Copy out lines of the material below word for word, starting at the line that contains "Q: Tag each instance of the green stem" and ending after the line that contains "(1178, 542)". Include both of those lines.

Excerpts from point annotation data
★ ★ ★

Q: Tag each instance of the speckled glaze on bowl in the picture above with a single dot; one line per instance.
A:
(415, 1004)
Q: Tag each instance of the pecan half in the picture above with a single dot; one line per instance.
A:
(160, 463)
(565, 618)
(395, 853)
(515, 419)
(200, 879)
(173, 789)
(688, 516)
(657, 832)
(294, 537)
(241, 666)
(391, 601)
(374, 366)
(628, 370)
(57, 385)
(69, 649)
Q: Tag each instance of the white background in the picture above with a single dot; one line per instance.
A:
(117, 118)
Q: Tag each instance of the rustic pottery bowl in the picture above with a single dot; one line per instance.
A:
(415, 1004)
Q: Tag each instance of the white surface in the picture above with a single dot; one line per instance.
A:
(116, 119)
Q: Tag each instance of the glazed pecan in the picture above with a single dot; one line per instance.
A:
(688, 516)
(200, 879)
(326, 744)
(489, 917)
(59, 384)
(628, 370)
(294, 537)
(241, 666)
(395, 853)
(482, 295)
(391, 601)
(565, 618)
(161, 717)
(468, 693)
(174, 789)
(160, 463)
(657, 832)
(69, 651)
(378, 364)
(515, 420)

★ ★ ★

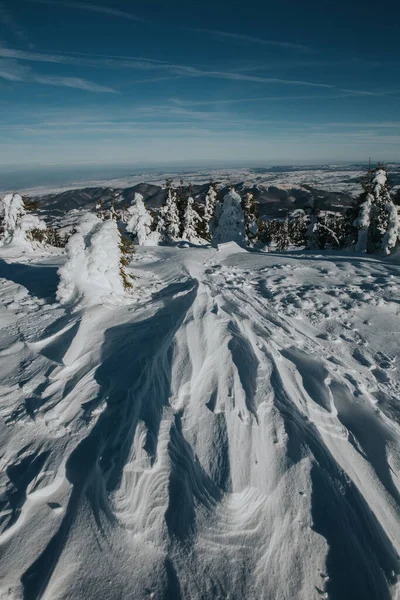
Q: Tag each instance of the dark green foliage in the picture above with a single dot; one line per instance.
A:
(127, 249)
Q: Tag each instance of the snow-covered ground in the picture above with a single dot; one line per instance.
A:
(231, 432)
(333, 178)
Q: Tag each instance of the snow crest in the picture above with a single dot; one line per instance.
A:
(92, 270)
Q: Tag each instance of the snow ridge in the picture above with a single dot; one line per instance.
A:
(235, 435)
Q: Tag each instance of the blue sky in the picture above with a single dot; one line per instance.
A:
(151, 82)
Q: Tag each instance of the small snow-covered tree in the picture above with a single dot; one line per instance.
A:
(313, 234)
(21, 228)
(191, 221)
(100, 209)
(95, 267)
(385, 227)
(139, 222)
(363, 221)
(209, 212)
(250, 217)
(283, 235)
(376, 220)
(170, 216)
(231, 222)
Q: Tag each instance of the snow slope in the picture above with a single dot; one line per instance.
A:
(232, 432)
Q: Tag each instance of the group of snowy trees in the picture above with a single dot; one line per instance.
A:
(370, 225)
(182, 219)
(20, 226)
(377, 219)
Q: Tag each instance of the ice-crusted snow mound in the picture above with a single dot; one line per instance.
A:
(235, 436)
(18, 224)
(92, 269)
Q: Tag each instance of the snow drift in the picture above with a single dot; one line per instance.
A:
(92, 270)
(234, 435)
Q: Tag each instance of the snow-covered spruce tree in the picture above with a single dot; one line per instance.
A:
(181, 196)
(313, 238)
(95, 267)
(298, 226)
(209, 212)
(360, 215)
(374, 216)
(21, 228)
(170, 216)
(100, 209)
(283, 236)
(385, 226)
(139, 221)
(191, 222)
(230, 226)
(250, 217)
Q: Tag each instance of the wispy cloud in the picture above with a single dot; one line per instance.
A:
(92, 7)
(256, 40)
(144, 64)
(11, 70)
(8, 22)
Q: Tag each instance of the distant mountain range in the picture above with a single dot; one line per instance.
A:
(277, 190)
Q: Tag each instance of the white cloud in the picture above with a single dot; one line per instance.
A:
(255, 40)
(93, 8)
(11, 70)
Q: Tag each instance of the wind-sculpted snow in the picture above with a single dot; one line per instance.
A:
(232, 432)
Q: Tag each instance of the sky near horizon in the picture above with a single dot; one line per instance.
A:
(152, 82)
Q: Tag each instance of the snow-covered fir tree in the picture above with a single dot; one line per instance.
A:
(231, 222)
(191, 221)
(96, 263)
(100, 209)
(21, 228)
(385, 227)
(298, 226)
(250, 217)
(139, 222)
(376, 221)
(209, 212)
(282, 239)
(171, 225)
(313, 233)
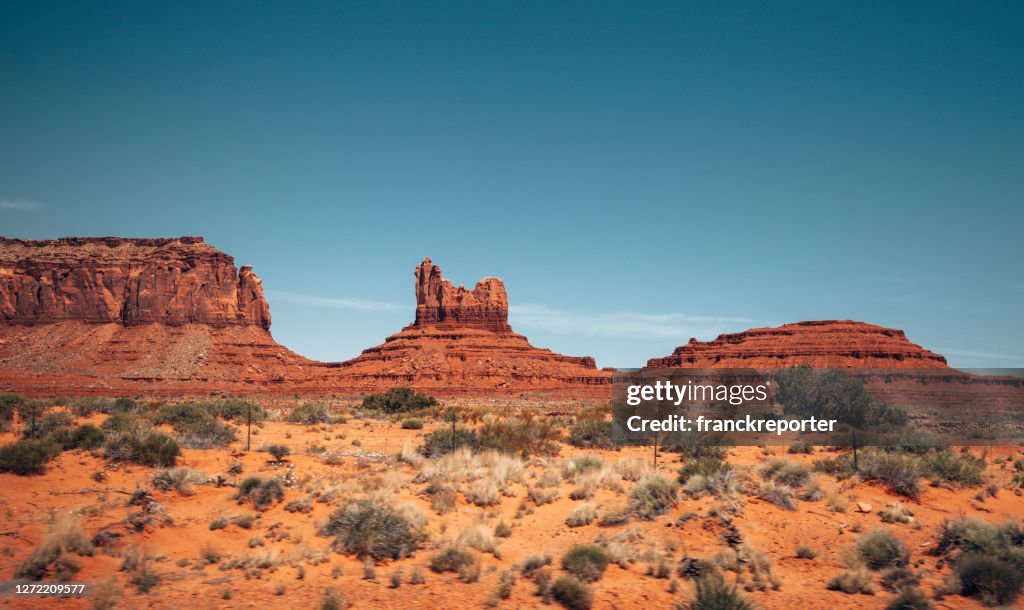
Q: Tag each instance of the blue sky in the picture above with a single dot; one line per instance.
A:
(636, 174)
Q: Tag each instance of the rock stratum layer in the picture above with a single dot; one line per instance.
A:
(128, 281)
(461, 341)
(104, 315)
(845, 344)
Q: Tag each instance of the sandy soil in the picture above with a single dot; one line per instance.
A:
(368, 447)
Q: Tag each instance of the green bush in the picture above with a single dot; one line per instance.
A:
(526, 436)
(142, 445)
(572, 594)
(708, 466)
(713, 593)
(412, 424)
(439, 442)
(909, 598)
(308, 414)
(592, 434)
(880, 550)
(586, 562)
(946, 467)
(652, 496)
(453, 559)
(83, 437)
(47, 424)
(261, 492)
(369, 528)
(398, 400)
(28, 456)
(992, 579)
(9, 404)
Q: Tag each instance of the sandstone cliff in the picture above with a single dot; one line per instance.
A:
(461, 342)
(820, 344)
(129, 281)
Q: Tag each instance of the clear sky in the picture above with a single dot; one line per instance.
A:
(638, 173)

★ ★ ★

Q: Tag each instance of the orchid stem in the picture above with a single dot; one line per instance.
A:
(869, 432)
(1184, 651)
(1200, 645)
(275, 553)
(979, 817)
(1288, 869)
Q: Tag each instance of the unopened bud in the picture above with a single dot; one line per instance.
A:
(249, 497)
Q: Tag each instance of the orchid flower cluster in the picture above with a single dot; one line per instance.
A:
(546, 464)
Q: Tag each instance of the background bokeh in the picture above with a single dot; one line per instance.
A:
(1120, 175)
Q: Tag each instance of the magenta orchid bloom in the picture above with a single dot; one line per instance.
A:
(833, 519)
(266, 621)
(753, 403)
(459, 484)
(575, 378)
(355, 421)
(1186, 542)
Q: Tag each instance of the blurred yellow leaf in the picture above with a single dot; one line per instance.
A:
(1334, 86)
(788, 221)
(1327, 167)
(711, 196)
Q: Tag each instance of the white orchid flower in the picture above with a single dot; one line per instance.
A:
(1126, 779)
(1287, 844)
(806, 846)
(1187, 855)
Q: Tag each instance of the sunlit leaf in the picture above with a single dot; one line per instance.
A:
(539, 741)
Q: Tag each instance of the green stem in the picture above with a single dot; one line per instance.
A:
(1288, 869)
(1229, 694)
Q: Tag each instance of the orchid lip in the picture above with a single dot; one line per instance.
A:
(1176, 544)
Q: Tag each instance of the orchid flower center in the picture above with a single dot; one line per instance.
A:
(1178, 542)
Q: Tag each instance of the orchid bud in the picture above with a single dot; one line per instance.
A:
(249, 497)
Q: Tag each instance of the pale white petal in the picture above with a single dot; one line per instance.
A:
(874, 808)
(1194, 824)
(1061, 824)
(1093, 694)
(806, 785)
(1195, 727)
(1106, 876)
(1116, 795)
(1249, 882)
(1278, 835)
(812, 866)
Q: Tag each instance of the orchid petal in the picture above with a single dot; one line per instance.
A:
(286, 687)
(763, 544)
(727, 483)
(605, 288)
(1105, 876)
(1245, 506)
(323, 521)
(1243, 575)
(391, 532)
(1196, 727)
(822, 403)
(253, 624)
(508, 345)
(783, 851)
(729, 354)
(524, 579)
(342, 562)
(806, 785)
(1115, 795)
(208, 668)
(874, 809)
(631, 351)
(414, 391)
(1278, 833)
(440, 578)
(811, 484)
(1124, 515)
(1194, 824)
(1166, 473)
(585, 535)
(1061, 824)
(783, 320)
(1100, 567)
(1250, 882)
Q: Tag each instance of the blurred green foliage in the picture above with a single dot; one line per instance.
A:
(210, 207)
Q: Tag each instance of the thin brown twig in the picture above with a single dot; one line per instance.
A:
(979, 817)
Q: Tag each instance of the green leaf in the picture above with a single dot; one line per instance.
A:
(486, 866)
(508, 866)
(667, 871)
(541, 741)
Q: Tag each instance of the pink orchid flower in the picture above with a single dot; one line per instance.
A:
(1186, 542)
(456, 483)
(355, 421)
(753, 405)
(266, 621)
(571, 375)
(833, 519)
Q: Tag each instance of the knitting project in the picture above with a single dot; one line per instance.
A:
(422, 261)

★ ★ ★

Solution to the problem
Q: Tag each instance of the green stem in the picture above with a single dot; one line per instance.
A:
(1288, 869)
(1229, 694)
Q: Tag each instance of the orchid lip in the picture above with a single dot; one line per instance.
A:
(1176, 544)
Q: Tag each instance of the orchid flower center in the picture above with a single dot; one line per instance.
A:
(1178, 542)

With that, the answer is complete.